**** FRAGMENT TEKSTU ****

Brać kota czy nie brać kota - oto jest pytanie ; ).

Kocie pogawędki

Moderatorzy: Estraven, Moderatorzy

Post » Czw gru 04, 2014 11:35 Brać kota czy nie brać kota - oto jest pytanie ; ).

Witajcie ; ).

Od dłuższego czasu marzy mi się kot (mała koteczka, tak właściwie ;p). Dlatego chciałam zasięgnąć Waszej rady i dowiedzieć się, czy warunki, które będę w stanie jej zaproponować będą wystarczające, żeby kicia była szczęśliwa.

Razem z chłopakiem mieszkamy w kawalerce (~30m^2). Oboje jeszcze studiujemy i do tego pracujemy, więc sporo czasu nie ma nas jednak w domu.

**** REKORDY ****

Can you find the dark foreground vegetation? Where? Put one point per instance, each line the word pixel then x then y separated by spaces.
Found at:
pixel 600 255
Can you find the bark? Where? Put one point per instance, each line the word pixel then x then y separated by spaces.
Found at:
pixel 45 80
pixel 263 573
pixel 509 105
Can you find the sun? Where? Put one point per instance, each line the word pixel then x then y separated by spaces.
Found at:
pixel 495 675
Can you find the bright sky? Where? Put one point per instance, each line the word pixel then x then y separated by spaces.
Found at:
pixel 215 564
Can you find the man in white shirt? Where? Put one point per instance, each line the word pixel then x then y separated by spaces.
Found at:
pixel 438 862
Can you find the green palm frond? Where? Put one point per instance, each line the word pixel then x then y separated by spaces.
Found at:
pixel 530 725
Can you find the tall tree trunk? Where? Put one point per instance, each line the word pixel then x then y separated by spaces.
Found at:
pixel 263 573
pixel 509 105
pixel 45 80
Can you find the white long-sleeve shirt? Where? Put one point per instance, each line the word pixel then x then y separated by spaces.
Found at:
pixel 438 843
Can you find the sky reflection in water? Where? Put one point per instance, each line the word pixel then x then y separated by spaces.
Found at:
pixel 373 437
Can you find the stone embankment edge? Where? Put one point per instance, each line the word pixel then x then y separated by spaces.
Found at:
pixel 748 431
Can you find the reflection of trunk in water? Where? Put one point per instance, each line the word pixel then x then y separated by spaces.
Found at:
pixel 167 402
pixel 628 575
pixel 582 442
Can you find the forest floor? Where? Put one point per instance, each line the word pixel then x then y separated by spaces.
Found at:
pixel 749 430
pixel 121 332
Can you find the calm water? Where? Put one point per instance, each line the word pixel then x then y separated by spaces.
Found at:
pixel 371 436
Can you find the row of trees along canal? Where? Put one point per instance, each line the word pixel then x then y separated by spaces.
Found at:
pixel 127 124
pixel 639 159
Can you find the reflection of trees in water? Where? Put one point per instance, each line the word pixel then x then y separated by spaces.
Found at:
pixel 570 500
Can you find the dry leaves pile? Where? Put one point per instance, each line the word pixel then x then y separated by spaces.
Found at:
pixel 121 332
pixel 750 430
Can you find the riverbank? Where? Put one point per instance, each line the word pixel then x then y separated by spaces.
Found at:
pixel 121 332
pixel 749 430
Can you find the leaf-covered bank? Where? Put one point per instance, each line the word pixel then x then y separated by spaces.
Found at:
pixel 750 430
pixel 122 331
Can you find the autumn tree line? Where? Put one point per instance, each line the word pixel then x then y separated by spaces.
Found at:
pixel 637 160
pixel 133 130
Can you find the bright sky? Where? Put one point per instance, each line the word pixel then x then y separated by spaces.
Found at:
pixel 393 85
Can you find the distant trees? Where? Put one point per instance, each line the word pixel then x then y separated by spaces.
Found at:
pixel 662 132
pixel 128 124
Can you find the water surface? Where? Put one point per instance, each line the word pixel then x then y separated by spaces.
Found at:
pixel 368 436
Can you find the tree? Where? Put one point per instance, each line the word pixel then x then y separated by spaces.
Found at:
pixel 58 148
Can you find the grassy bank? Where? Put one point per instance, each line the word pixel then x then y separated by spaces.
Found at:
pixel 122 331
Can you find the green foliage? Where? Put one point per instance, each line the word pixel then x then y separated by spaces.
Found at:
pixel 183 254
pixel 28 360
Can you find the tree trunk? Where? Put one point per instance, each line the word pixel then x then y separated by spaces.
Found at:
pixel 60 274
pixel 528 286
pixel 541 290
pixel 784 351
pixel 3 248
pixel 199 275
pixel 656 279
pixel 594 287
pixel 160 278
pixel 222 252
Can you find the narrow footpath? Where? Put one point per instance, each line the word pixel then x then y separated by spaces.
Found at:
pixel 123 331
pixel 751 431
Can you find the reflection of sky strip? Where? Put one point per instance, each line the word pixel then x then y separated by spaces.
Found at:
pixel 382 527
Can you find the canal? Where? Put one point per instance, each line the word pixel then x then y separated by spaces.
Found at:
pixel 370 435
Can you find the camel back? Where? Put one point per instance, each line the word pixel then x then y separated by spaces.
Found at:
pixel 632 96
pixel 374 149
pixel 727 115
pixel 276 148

****

- POLECENIE 1:
Oceń, czy poniższe stwierdzenia są zgodne z wpisem o braniu kota. Przy każdym odpowiedz „tak” lub „nie” i przytocz rozstrzygające słowa wpisu.
(a) Osoba pisząca mieszka w kawalerce sama.
(b) Mieszkanie ma około 30 m².
(c) Osoba pisząca marzy o kocurze.
- POLECENIE 2: Wyjaśnij na podstawie wpisu o braniu kota, dlaczego osoba pisząca i jej chłopak spędzają sporo czasu poza domem.
- POLECENIE 3: Kontynuuj wpis o braniu kota, zaczynając od miejsca po jego ostatnim zdaniu.
Rekordy nie są potrzebne do wykonania zadań.

- OCZEKIWANA ODPOWIEDŹ 1:
(a) Nie: „Razem z chłopakiem mieszkamy w kawalerce (~30m^2).”
(b) Tak: „mieszkamy w kawalerce (~30m^2)”
(c) Nie: „(mała koteczka, tak właściwie ;p)”

- OCZEKIWANA ODPOWIEDŹ 2: Oboje jeszcze studiują i jednocześnie pracują. Z tego powodu sporo czasu nie ma ich w domu.

- OCZEKIWANA ODPOWIEDŹ 3:
To są tak naprawdę moje największe dwie obawy: Czy aby taka przestrzeń życiowa nie będzie dla kota za mała? Oraz czy to, że nikogo nie będzie w domu przez ~10h nie sprawi, że kicia będzie bardzo samotna? Od razu mówię, że drugi kot do towarzystwa w tym momencie nie wchodzi w rachubę.

Chcę wziąć koteczkę około 4 miesięczną, bo chciałabym ją wychowywać od małego. Oczywiście biorę pod uwagę, że muszę dać jej czas na zaaklimatyzowanie się w nowym domku, więc nie mam zamiaru wychodzić na długo z domu przez pierwsze klika dni rezydowania u nas kotki. Na szczęście moja praca mi na to pozwala, ponieważ mogę w razie potrzeby pracować zdalnie.
W przyszłości również, gdybym zauważyła, że kotka bardzo się sama nudzi, mogę niektóre dni w tygodniu pracować z domu. Jednak jeżeli pojadę do firmy, to już znikam na te co najmniej 9 godzin.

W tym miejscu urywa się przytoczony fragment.